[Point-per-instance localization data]
::::
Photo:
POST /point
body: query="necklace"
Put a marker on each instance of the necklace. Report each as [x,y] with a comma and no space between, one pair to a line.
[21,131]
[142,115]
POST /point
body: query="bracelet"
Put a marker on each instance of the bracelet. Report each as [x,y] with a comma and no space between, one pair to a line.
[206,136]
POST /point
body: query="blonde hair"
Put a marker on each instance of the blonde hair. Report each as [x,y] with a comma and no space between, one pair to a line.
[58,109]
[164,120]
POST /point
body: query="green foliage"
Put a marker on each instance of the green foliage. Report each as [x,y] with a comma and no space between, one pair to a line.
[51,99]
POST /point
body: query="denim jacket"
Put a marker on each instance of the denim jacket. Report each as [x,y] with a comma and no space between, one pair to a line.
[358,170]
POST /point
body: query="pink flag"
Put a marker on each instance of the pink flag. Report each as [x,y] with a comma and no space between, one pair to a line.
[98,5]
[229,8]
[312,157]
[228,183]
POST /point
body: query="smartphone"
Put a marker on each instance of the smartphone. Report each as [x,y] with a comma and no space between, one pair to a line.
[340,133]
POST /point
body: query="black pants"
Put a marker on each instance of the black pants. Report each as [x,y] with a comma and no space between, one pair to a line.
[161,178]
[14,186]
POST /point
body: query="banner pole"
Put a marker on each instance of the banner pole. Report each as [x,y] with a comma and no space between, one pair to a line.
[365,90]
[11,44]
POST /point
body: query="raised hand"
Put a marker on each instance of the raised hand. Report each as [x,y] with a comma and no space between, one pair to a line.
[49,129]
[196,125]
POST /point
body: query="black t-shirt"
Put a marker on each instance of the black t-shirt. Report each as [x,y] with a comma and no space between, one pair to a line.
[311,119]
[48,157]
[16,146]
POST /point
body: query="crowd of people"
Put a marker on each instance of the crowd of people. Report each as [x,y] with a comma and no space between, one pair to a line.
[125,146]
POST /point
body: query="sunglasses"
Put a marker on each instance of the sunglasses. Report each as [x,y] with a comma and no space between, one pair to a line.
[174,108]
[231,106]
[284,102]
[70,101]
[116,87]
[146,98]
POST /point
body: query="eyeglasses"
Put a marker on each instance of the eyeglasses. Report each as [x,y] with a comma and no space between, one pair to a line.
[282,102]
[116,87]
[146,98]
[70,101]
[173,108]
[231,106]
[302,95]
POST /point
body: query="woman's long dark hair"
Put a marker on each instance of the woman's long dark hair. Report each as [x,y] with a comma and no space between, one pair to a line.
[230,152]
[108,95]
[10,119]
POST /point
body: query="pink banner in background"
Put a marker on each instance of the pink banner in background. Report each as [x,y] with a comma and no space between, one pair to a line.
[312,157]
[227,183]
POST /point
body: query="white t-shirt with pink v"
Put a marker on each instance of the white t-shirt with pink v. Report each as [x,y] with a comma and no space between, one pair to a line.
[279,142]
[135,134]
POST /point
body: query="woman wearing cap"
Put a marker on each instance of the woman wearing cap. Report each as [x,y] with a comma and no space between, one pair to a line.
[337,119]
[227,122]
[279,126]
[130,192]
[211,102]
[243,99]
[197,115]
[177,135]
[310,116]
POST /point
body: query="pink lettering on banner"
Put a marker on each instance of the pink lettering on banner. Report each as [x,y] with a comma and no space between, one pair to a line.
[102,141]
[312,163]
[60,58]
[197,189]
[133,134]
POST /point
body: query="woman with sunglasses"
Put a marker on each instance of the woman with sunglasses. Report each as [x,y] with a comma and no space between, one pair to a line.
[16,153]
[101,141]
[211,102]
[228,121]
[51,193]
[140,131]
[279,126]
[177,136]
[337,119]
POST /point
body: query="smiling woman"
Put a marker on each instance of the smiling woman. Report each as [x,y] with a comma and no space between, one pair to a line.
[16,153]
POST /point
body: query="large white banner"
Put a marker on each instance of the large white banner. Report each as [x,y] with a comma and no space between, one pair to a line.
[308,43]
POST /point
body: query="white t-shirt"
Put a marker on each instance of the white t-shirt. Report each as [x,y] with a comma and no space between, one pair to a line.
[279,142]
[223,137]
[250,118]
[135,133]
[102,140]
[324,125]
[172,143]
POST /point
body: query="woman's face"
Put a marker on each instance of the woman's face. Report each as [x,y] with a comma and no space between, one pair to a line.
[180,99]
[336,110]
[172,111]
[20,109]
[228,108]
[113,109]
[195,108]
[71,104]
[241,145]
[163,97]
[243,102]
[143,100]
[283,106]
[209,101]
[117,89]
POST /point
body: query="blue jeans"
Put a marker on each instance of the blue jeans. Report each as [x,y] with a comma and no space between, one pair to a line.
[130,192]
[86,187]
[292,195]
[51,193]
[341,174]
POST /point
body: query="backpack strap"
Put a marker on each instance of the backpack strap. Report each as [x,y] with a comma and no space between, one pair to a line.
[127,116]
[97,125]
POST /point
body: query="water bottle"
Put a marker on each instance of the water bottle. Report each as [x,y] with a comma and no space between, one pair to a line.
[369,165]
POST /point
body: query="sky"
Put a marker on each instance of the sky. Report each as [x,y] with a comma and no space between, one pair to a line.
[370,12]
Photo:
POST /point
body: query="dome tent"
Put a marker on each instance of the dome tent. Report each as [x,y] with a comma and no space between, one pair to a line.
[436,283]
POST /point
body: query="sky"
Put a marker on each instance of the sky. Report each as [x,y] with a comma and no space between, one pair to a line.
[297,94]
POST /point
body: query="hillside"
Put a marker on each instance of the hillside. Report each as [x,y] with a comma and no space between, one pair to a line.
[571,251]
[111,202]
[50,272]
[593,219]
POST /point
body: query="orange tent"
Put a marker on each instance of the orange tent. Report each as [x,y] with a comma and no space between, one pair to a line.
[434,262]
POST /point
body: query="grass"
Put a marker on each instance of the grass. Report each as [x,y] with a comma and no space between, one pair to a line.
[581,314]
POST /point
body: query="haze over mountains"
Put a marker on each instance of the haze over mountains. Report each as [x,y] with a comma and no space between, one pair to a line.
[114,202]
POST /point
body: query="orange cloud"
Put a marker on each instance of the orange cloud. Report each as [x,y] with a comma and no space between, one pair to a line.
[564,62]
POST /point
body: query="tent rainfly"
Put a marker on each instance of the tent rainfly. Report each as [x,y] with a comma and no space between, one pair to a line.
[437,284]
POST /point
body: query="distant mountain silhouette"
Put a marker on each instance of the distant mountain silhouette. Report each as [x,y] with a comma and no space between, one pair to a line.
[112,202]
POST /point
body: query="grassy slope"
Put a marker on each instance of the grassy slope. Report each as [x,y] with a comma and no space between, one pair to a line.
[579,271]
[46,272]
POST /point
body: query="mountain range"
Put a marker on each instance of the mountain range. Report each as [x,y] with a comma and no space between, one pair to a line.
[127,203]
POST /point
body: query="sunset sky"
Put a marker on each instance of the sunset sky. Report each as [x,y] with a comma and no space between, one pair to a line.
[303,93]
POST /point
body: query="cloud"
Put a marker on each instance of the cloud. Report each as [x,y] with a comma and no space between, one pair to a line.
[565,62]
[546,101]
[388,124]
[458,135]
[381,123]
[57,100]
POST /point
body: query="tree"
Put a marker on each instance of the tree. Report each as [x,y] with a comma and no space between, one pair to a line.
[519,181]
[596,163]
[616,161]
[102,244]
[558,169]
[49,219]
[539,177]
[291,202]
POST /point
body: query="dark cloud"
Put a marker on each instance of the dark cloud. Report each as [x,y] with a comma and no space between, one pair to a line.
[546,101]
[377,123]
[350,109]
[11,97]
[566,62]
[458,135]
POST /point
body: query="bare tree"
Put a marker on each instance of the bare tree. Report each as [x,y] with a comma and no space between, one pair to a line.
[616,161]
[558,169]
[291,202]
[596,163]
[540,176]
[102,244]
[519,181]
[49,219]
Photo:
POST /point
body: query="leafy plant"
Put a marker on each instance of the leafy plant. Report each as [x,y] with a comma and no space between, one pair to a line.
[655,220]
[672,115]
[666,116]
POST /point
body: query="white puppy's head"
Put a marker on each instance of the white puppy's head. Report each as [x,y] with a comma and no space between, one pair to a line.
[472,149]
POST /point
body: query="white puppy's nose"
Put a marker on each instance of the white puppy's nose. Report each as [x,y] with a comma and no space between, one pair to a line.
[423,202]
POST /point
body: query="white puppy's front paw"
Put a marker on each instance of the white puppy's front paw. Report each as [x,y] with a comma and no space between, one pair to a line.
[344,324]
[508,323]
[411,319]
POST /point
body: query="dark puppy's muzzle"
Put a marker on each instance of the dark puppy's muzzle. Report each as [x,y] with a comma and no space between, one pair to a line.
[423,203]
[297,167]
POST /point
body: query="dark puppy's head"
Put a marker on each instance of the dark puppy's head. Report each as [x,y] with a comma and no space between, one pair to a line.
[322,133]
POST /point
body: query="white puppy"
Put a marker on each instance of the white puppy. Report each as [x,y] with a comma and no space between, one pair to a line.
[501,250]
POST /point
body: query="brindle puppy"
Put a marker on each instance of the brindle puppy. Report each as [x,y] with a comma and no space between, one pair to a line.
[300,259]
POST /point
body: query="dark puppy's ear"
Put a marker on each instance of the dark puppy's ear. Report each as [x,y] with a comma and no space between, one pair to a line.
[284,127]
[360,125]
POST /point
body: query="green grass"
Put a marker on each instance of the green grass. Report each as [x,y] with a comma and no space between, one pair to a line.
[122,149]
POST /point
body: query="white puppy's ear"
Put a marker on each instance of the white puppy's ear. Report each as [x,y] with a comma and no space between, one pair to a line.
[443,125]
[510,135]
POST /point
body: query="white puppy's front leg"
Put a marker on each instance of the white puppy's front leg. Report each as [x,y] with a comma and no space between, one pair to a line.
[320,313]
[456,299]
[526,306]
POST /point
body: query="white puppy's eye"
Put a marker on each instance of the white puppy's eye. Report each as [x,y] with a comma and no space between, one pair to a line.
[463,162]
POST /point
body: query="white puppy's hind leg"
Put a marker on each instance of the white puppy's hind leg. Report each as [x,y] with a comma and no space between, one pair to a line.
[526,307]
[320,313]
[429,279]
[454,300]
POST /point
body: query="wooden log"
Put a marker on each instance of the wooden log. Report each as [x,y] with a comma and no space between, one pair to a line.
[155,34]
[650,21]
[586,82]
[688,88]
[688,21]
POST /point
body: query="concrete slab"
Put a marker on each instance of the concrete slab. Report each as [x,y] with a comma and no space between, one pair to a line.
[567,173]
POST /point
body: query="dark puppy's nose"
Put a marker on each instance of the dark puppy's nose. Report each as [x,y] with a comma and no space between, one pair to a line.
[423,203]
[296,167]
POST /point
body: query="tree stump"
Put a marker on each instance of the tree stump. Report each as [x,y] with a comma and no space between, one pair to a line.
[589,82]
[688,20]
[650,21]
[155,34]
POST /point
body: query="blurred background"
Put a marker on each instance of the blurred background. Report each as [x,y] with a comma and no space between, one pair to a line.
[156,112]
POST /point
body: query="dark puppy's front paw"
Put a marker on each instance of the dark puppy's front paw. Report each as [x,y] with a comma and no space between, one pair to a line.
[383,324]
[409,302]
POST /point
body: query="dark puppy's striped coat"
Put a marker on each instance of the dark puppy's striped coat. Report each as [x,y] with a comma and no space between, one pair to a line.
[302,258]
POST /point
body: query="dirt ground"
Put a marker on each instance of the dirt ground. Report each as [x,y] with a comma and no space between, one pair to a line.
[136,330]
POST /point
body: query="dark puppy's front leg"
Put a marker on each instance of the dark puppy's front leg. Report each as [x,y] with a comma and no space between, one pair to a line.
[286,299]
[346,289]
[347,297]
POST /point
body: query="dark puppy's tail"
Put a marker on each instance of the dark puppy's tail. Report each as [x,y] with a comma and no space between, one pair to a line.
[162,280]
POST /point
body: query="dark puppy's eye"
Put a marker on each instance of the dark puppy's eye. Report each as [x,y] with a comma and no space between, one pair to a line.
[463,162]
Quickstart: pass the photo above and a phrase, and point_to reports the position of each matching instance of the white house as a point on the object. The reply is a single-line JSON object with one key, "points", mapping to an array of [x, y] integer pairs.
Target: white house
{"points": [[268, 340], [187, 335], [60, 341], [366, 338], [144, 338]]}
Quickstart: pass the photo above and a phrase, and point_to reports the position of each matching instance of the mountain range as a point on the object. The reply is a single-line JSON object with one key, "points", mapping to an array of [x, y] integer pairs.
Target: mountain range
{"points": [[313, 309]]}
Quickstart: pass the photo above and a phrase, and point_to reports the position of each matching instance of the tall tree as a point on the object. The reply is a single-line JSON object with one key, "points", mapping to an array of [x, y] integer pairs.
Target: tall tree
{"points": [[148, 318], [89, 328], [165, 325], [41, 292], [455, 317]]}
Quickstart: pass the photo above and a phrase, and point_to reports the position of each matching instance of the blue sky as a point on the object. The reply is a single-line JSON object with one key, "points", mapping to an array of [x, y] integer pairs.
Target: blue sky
::::
HOW TO COMPLETE THIS TASK. Determine how many lines in the data above include the word "mapping", and state that number only.

REPLY TO THE EXERCISE. 4